**Instructions to follow**
Can you repeat every row below word for word, with the pictures left out?

[Extracted records]
## Start
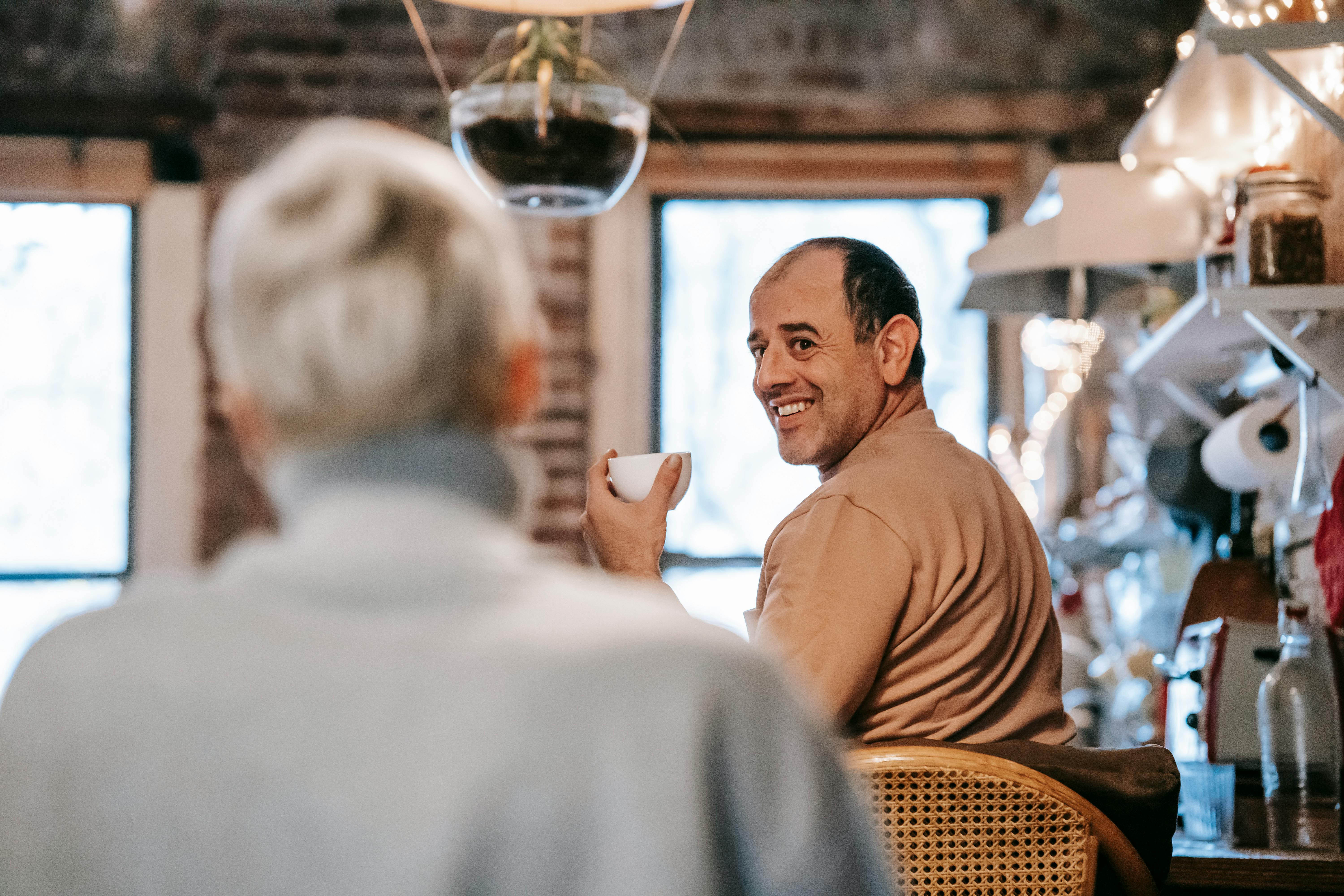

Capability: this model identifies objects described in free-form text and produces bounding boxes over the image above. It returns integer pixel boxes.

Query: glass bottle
[1236,169,1329,286]
[1255,601,1341,852]
[1274,379,1333,582]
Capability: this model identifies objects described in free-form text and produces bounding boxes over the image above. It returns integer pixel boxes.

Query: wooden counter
[1163,837,1344,896]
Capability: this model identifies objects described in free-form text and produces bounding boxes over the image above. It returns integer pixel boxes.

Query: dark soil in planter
## End
**The response**
Capability: this model identifies objects described in free-form text and produces bounding boxes over the image above. It returns integer pixel boxes.

Query: glass bottle
[1236,169,1329,286]
[1255,601,1341,852]
[1274,379,1333,582]
Capability: this model identifies objects described in free-form text and produces bounding boxes over the image above. It returns integer pixel boxes.

Query: wooden counter
[1163,837,1344,896]
Capability: this model identifies objects described in free-form text and produces bounding boxes over the image above. It returns integer pixel boxes.

Query: dark soil in planter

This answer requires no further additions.